> [WORK REQUIRED]: Rewrite everything from the start of the rows down to the line containing "x=471, y=245", including both of those lines and the requests. Shift each answer coordinate by adding 92 to both its x and y values.

> [THE DATA]:
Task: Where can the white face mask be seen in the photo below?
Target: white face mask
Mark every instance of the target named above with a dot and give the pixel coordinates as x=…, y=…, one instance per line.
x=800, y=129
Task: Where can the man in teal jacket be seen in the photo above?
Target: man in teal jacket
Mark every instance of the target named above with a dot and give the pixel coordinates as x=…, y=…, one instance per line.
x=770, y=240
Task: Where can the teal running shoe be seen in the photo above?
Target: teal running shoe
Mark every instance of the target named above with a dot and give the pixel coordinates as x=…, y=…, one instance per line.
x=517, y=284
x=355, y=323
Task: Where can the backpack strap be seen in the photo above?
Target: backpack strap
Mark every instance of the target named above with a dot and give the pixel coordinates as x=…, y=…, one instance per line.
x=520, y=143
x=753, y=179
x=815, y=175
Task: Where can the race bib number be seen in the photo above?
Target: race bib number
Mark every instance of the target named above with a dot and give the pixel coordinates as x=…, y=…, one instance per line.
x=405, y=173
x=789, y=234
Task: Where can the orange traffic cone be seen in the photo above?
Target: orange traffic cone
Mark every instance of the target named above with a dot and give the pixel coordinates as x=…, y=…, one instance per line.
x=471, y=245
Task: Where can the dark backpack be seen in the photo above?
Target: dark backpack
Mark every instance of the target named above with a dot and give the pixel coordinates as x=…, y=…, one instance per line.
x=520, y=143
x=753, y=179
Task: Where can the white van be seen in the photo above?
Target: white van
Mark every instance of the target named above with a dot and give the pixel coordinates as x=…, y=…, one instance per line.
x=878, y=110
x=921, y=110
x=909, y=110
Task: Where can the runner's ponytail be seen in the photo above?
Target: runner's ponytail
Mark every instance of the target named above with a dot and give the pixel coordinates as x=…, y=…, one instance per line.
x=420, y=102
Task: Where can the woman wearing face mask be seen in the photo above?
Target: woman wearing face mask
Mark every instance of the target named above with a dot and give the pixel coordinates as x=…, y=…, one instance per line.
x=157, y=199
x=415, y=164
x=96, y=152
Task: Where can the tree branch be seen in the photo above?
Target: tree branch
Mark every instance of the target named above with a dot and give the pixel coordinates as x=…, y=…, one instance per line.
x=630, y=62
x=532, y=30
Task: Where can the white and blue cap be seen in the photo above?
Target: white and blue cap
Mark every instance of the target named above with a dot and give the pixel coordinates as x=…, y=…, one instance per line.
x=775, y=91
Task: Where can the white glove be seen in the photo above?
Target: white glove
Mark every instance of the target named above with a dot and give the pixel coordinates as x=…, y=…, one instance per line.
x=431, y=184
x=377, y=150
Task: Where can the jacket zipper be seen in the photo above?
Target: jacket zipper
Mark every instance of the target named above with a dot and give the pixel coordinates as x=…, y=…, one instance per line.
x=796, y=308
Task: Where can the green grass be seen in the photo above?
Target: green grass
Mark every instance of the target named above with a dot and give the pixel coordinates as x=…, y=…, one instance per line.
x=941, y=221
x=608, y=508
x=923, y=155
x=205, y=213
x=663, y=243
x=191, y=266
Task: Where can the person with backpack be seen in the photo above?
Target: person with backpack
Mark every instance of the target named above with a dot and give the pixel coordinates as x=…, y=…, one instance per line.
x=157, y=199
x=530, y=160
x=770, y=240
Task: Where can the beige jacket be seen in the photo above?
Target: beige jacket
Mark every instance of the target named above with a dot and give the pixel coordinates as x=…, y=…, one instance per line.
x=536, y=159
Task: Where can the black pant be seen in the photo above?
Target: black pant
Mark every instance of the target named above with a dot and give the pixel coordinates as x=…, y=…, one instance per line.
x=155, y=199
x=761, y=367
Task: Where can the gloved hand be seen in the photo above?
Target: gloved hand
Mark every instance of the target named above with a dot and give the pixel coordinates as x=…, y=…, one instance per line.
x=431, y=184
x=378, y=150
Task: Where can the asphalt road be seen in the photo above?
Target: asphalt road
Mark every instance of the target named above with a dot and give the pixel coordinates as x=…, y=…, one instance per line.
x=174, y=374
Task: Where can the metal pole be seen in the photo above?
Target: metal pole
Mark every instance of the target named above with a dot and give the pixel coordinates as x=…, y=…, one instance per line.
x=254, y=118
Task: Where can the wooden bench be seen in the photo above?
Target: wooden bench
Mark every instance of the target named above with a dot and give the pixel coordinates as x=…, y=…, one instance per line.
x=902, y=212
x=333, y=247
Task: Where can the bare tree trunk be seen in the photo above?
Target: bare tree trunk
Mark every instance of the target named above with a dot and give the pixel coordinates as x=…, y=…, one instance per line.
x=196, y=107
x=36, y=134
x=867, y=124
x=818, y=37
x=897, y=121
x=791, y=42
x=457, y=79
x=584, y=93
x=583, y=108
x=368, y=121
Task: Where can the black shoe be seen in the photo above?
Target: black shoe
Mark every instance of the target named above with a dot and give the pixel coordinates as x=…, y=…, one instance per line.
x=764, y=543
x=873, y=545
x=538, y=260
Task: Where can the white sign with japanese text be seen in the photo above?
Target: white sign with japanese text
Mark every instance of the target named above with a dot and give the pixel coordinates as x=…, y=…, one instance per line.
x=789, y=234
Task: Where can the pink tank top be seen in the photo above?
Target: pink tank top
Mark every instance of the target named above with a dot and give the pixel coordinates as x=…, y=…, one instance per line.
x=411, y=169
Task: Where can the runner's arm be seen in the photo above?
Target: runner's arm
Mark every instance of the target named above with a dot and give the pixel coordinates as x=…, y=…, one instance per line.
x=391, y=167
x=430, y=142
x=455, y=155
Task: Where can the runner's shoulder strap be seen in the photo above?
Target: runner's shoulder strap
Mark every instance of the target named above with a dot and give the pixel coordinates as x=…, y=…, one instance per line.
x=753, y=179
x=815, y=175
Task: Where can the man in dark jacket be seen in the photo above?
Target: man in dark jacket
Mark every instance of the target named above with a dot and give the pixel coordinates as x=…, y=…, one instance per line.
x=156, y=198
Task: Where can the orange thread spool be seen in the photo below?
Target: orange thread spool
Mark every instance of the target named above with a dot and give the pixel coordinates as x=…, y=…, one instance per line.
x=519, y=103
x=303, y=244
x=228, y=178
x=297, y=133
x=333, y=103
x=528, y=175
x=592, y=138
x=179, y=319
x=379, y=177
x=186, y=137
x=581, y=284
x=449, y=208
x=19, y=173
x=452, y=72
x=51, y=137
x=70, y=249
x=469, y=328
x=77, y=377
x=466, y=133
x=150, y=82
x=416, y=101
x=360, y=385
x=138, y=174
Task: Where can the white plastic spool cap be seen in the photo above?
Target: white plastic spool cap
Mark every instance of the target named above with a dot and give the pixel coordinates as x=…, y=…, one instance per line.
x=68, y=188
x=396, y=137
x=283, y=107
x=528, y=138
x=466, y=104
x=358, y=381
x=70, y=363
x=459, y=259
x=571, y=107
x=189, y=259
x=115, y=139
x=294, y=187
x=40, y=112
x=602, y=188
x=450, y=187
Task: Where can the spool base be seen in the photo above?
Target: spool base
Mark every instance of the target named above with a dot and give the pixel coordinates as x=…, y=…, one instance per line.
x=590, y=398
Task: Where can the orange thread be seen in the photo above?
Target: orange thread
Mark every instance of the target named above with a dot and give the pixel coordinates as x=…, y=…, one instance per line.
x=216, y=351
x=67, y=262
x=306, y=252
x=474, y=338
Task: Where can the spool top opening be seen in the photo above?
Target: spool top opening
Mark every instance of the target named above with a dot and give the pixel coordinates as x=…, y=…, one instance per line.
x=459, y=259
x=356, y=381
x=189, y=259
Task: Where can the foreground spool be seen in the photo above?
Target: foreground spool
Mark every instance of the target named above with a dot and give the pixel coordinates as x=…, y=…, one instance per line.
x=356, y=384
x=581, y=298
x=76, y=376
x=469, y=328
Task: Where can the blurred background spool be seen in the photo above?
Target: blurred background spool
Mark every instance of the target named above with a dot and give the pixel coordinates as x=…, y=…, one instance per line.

> [TASK RESPONSE]:
Task: Where can the white face mask be seen in the photo below?
Target: white face mask
Mark every instance of the target named above with a dot and give the pixel coordinates as x=…, y=…, one instance per line.
x=892, y=221
Task: Where can the man in teal jacket be seen in the photo above?
Target: man in teal jacket
Mark every instance of the target named above with a dot and give the pixel coordinates as x=…, y=…, one instance per line.
x=862, y=332
Task: Where can the teal running shoe be seen in the photo above?
Target: teal running shoe
Mark every instance of the target named above with a dot and give the pixel coordinates as x=…, y=…, one instance per line.
x=609, y=376
x=447, y=415
Task: Where can the backpack strap be seen in the photo above?
Target: backpack strap
Mark every instance of the target named above with a dot and give the pixel coordinates as x=…, y=…, one instance per line.
x=612, y=235
x=845, y=271
x=907, y=267
Task: Where can the race bib number be seen in the photo above?
Target: race bib number
Mark every instance of the target named above with a dot and give the pixel coordinates as x=…, y=…, one instance per line.
x=497, y=265
x=881, y=326
Task: Where can the orange traffic cone be seen in the photo above?
Target: orange traffic cone
Mark every instance of the target named above with a dot and give the pixel coordinates as x=…, y=…, one instance per line.
x=563, y=337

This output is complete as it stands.